- PARTS OF THE EXERCISE -
a) Answer these questions from the passage on loneliness and belonging below, one line each:
(i) What is the title of the book that grew out of the writer's road trip across the United States?
(ii) In which country is the town of Tübingen?
(iii) Which agency is cited for the health toll of isolation?
b) Repeat the passage on loneliness and belonging below, between "Design Matters" and "for Belonging Instead?", inclusive.

The places that once supported everyday connection have also eroded. Public squares, community centers, and informal gathering places have been replaced by commercial spaces designed for efficiency and extraction, not belonging. And the economy that once supported a middle class has been hollowed out by big corporations with little use for Midwest steel mills or family farms, leaving behind empty downtowns, shuttered factories, and frayed social ties.
During the road trip across the United States that led to my book, The Revolution Where You Live, I encountered small towns and urban neighborhoods that were quiet, even desolate. That experience stayed with me during a visit to Tübingen, a town in Germany, where I asked a friend about a strange noise drifting through the streets. She laughed. “That is the sound of people talking,” she said. The town square had been closed to traffic and was filled with market stalls, laughter, and neighbors greeting each other as they shopped for holiday gifts.
Design Matters
Today’s loneliness epidemic creates vulnerability. When people lack meaningful connection, they are more susceptible to groups that promise belonging, identity, and purpose—whether at political rallies or in online spaces. For some, belonging is created by excluding other identities and even spewing hate. Research suggests isolation can contribute to radicalization, though it does not determine it. Belonging can be mobilized toward many ends.
Isolation also takes a toll on physical and mental health, contributing to higher rates of heart disease, strokes, diabetes, depression and even dementia, according to the Centers for Disease Control and Prevention.
What Would It Look Like to Design for Belonging Instead?
At a time of impending war, political extremism, climate crisis, and Immigration and Customs Enforcement raids, this may seem like the least urgent question to ask. But moments of upheaval are also moments of reinvention. The direction we take depends in part on whether people feel they have a place, a voice, and something to offer.

- INPUT DATA -

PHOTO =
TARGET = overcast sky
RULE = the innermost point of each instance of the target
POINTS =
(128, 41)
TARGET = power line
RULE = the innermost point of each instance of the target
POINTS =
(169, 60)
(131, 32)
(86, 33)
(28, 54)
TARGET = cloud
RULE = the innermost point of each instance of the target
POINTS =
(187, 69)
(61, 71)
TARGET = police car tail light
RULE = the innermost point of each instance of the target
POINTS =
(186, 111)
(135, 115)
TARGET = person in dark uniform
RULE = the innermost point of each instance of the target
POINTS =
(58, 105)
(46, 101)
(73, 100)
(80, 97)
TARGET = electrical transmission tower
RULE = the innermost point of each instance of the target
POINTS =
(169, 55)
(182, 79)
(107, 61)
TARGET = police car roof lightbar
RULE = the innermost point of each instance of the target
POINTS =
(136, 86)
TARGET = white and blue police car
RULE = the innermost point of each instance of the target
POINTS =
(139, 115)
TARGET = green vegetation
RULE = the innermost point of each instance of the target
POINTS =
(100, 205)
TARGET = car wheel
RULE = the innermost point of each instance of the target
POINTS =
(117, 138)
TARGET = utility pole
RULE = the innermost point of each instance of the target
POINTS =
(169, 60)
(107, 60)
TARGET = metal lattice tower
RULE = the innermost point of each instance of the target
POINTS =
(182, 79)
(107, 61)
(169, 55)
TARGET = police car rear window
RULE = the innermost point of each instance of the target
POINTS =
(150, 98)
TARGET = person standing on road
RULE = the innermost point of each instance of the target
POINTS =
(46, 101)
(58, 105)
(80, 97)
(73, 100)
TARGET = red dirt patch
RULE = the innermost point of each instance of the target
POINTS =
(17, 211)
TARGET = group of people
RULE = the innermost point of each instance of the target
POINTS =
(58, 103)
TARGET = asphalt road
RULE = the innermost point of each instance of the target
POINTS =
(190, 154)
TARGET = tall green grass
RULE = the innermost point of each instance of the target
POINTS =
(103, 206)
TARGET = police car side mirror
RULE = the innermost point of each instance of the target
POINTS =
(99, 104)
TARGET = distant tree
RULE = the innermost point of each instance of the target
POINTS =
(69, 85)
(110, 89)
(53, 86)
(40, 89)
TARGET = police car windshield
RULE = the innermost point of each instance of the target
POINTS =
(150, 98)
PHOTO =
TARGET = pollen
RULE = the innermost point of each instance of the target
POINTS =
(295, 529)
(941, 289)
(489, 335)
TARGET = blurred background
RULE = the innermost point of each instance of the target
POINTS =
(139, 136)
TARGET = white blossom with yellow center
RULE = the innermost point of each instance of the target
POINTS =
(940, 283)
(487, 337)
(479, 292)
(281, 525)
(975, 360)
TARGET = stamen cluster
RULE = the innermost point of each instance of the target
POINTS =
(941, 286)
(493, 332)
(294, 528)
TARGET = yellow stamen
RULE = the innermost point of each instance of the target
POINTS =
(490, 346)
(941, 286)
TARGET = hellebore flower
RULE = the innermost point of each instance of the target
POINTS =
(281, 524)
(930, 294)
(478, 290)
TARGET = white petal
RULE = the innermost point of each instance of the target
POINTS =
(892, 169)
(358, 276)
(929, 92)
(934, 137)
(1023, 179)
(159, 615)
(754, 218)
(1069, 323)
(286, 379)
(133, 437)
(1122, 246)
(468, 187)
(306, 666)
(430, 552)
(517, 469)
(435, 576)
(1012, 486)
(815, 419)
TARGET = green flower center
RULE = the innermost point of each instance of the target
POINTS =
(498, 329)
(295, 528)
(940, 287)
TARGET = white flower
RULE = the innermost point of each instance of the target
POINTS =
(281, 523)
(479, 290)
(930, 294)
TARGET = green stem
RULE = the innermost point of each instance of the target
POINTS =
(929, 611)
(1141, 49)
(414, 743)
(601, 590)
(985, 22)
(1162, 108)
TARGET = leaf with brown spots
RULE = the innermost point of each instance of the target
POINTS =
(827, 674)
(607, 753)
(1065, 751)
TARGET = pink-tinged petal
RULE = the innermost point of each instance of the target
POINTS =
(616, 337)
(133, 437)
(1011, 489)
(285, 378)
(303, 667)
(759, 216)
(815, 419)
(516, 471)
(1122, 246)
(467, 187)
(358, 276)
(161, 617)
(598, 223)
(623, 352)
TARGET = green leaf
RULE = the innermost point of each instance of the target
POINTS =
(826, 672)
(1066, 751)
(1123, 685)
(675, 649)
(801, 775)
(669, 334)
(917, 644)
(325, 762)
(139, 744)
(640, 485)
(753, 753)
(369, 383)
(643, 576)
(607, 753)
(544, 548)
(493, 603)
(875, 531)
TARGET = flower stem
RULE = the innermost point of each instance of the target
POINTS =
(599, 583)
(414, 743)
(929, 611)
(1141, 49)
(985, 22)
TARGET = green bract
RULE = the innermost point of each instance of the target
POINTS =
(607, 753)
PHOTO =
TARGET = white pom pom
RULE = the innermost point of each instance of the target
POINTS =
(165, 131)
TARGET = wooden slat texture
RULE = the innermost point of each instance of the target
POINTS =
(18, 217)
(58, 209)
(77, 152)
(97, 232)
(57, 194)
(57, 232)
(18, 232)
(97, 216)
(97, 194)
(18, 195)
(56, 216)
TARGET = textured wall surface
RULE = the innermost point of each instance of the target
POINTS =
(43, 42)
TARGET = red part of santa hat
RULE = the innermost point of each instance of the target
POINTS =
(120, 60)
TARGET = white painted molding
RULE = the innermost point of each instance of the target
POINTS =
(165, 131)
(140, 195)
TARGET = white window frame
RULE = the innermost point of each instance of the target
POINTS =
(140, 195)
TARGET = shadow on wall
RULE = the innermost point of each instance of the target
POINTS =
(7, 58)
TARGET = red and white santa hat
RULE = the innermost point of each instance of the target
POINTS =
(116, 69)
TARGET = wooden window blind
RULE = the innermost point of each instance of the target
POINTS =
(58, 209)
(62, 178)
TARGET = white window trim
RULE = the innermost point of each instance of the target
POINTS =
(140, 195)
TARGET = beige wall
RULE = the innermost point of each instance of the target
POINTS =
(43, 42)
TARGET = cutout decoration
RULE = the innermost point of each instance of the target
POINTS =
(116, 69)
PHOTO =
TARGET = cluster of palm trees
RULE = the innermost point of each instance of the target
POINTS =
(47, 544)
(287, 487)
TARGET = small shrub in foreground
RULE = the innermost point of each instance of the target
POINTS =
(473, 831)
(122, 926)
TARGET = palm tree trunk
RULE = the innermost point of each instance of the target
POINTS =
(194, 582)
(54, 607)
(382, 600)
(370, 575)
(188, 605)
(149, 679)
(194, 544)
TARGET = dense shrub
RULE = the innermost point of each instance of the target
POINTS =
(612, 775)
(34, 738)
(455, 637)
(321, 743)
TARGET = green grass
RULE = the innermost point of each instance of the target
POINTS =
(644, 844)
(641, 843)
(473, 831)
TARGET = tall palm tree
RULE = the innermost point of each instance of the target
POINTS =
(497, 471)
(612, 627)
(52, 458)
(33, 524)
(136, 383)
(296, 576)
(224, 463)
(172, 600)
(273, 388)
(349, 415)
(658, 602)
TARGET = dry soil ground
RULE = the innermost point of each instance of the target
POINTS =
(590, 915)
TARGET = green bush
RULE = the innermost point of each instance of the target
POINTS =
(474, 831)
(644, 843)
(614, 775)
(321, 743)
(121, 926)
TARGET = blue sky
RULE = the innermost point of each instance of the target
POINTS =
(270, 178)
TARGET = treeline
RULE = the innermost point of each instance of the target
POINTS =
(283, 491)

- ANSWERS BY ITEM -
a)
(i) The Revolution Where You Live
(ii) Germany
(iii) The Centers for Disease Control and Prevention

b)
Design Matters
Today’s loneliness epidemic creates vulnerability. When people lack meaningful connection, they are more susceptible to groups that promise belonging, identity, and purpose—whether at political rallies or in online spaces. For some, belonging is created by excluding other identities and even spewing hate. Research suggests isolation can contribute to radicalization, though it does not determine it. Belonging can be mobilized toward many ends.
Isolation also takes a toll on physical and mental health, contributing to higher rates of heart disease, strokes, diabetes, depression and even dementia, according to the Centers for Disease Control and Prevention.
What Would It Look Like to Design for Belonging Instead?